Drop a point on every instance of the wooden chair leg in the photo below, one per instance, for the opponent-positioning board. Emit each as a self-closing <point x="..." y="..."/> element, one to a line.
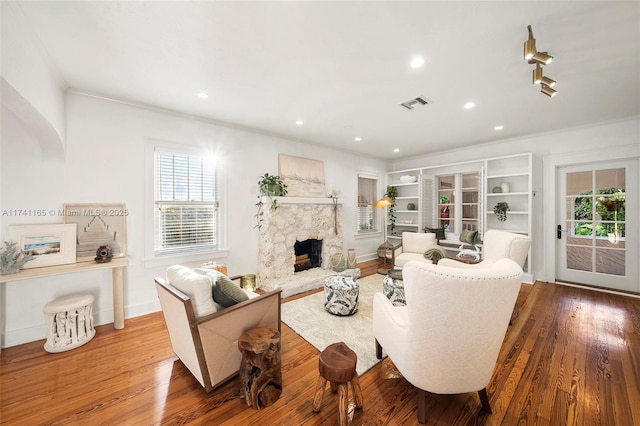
<point x="378" y="350"/>
<point x="484" y="399"/>
<point x="343" y="403"/>
<point x="422" y="406"/>
<point x="357" y="391"/>
<point x="317" y="399"/>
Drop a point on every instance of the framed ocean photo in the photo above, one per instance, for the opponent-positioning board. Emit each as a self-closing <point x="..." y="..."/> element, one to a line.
<point x="50" y="245"/>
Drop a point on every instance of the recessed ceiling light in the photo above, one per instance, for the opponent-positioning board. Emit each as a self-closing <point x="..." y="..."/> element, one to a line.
<point x="417" y="62"/>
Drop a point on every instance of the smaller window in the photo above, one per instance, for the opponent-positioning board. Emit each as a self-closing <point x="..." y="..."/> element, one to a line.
<point x="185" y="203"/>
<point x="367" y="221"/>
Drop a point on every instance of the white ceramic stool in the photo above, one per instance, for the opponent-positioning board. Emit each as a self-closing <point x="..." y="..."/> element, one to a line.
<point x="69" y="322"/>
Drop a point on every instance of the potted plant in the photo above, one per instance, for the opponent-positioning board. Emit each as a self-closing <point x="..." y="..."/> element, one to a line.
<point x="269" y="186"/>
<point x="500" y="210"/>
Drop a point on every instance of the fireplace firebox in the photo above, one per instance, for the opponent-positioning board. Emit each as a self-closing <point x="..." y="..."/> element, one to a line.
<point x="308" y="254"/>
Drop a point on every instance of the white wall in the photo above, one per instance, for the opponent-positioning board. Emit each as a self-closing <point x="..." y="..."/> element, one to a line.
<point x="32" y="85"/>
<point x="583" y="139"/>
<point x="105" y="162"/>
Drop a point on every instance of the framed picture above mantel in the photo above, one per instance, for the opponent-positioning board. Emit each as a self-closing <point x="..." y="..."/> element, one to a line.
<point x="304" y="177"/>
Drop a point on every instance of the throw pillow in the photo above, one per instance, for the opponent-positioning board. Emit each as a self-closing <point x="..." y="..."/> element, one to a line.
<point x="225" y="292"/>
<point x="194" y="285"/>
<point x="468" y="237"/>
<point x="438" y="231"/>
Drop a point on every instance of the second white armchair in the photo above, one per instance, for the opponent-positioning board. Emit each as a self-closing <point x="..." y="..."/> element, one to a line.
<point x="447" y="338"/>
<point x="413" y="246"/>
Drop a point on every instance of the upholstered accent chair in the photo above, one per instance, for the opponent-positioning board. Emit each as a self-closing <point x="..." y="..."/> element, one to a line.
<point x="413" y="246"/>
<point x="497" y="245"/>
<point x="205" y="337"/>
<point x="447" y="338"/>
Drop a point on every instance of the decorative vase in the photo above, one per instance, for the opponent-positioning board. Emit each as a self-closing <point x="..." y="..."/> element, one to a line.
<point x="351" y="259"/>
<point x="338" y="262"/>
<point x="249" y="282"/>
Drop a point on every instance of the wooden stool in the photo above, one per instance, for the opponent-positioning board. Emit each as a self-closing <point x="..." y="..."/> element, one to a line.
<point x="337" y="364"/>
<point x="260" y="368"/>
<point x="69" y="322"/>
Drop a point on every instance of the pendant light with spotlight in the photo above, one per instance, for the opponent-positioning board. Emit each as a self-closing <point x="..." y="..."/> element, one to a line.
<point x="532" y="56"/>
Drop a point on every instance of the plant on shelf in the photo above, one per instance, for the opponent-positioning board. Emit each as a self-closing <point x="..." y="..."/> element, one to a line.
<point x="500" y="210"/>
<point x="269" y="186"/>
<point x="392" y="192"/>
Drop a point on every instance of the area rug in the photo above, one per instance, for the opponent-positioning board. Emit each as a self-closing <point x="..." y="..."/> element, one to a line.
<point x="307" y="317"/>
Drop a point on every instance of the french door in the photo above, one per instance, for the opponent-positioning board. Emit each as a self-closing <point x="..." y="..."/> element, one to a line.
<point x="597" y="225"/>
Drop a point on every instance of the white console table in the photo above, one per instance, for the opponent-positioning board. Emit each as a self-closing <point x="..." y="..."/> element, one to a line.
<point x="117" y="271"/>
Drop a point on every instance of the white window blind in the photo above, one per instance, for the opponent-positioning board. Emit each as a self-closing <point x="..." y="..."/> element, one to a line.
<point x="366" y="212"/>
<point x="185" y="203"/>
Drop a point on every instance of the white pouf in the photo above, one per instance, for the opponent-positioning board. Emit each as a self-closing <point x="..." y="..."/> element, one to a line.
<point x="69" y="322"/>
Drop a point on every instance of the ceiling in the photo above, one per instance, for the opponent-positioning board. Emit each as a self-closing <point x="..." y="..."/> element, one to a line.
<point x="343" y="67"/>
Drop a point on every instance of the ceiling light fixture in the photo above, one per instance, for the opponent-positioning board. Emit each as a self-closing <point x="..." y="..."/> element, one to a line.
<point x="542" y="58"/>
<point x="417" y="62"/>
<point x="529" y="46"/>
<point x="548" y="91"/>
<point x="537" y="74"/>
<point x="548" y="81"/>
<point x="532" y="56"/>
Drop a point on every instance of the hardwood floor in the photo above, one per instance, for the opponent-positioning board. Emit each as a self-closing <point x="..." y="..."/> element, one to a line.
<point x="571" y="357"/>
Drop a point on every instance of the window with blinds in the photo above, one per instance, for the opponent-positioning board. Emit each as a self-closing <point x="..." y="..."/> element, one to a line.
<point x="185" y="203"/>
<point x="366" y="212"/>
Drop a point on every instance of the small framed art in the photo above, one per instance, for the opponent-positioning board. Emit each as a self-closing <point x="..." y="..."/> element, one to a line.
<point x="98" y="225"/>
<point x="50" y="244"/>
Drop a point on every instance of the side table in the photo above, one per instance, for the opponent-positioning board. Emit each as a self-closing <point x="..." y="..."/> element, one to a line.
<point x="260" y="368"/>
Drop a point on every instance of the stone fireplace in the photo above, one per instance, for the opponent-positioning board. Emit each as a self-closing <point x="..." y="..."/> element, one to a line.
<point x="296" y="220"/>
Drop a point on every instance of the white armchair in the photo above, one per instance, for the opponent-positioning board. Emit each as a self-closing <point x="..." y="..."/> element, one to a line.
<point x="497" y="245"/>
<point x="413" y="246"/>
<point x="447" y="338"/>
<point x="207" y="342"/>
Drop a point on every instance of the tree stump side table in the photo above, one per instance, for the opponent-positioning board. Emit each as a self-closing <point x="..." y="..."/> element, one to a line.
<point x="260" y="368"/>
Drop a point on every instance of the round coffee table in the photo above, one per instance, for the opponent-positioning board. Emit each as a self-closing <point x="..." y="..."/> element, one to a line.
<point x="341" y="295"/>
<point x="393" y="287"/>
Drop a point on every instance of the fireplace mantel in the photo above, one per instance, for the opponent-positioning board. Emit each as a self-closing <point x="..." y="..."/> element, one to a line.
<point x="301" y="200"/>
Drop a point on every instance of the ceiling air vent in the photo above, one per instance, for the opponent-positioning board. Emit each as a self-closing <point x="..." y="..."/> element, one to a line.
<point x="412" y="103"/>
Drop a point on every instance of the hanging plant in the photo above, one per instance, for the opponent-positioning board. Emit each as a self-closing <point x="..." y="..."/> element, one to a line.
<point x="392" y="192"/>
<point x="500" y="210"/>
<point x="269" y="186"/>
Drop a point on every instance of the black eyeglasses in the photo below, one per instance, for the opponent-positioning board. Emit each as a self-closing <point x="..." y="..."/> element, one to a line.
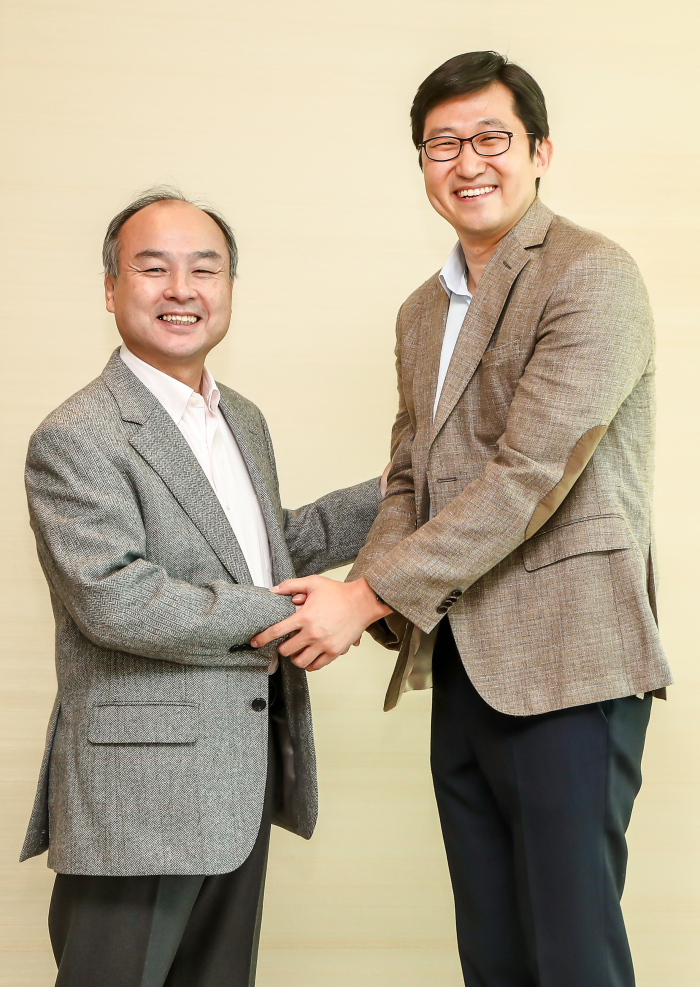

▶ Directions
List every line in the material above that contains the word "door", copying each one in full. Treat capital and lowercase letters as different.

▶ Result of the task
Drop a point on every instance of the french door in the photo above, one per instance, for the opponent-positioning board. Emit each as a self-closing <point x="..." y="..."/> element, one to a line.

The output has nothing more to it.